• _What you need to do_
The required answer is an exact copy of every entry underneath.

(Material to process Opens)

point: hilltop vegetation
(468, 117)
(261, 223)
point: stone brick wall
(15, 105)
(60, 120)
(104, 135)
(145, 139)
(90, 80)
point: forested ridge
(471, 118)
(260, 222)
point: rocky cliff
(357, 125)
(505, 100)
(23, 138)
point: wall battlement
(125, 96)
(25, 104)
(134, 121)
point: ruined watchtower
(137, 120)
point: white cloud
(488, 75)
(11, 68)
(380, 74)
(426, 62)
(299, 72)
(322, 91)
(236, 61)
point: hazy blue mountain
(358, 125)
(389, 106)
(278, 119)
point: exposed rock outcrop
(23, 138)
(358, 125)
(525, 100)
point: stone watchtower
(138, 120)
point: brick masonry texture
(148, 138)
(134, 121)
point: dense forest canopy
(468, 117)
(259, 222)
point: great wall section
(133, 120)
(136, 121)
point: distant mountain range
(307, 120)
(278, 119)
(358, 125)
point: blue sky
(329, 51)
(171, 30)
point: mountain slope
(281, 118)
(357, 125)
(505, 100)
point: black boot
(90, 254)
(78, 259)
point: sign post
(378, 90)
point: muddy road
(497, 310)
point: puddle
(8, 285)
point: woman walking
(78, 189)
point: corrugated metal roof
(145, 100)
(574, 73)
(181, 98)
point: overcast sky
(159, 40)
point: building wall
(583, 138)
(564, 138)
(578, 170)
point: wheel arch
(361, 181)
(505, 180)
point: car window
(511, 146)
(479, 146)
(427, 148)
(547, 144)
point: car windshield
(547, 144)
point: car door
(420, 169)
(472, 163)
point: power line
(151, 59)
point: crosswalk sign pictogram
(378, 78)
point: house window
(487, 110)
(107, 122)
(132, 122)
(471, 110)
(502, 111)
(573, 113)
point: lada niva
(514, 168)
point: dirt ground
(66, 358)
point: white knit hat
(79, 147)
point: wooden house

(Material to process Closes)

• _Exercise solution_
point: hilltop vegetation
(468, 117)
(261, 223)
point: stone brick wall
(15, 105)
(60, 120)
(104, 135)
(145, 139)
(90, 80)
point: forested ridge
(471, 118)
(260, 222)
point: rocky cliff
(357, 125)
(505, 100)
(23, 138)
point: wall battlement
(125, 96)
(25, 104)
(134, 121)
point: ruined watchtower
(137, 120)
point: white cloud
(488, 75)
(11, 68)
(380, 74)
(426, 62)
(299, 72)
(322, 91)
(236, 61)
point: hazy blue mountain
(358, 125)
(389, 106)
(278, 119)
point: exposed rock outcrop
(23, 138)
(358, 125)
(525, 100)
point: stone watchtower
(138, 120)
point: brick masonry texture
(148, 138)
(134, 121)
point: dense forest canopy
(468, 117)
(259, 222)
point: great wall section
(133, 120)
(136, 121)
point: distant mountain range
(307, 120)
(278, 119)
(358, 125)
point: blue sky
(329, 51)
(171, 30)
point: mountain slope
(281, 118)
(357, 125)
(505, 100)
point: black boot
(90, 254)
(78, 259)
point: sign post
(378, 90)
point: muddy road
(497, 310)
point: puddle
(8, 285)
point: woman walking
(78, 189)
point: corrugated metal roof
(145, 100)
(574, 73)
(181, 98)
point: overcast sky
(159, 40)
point: building wall
(583, 138)
(564, 138)
(578, 170)
point: wheel arch
(361, 181)
(505, 180)
point: car window
(511, 146)
(479, 146)
(427, 148)
(547, 144)
point: car windshield
(547, 144)
point: car door
(420, 169)
(472, 163)
point: power line
(151, 59)
point: crosswalk sign pictogram
(378, 78)
point: house window
(487, 110)
(107, 122)
(132, 122)
(471, 110)
(502, 111)
(573, 113)
point: lada niva
(514, 168)
point: dirt ground
(66, 358)
point: white knit hat
(79, 147)
point: wooden house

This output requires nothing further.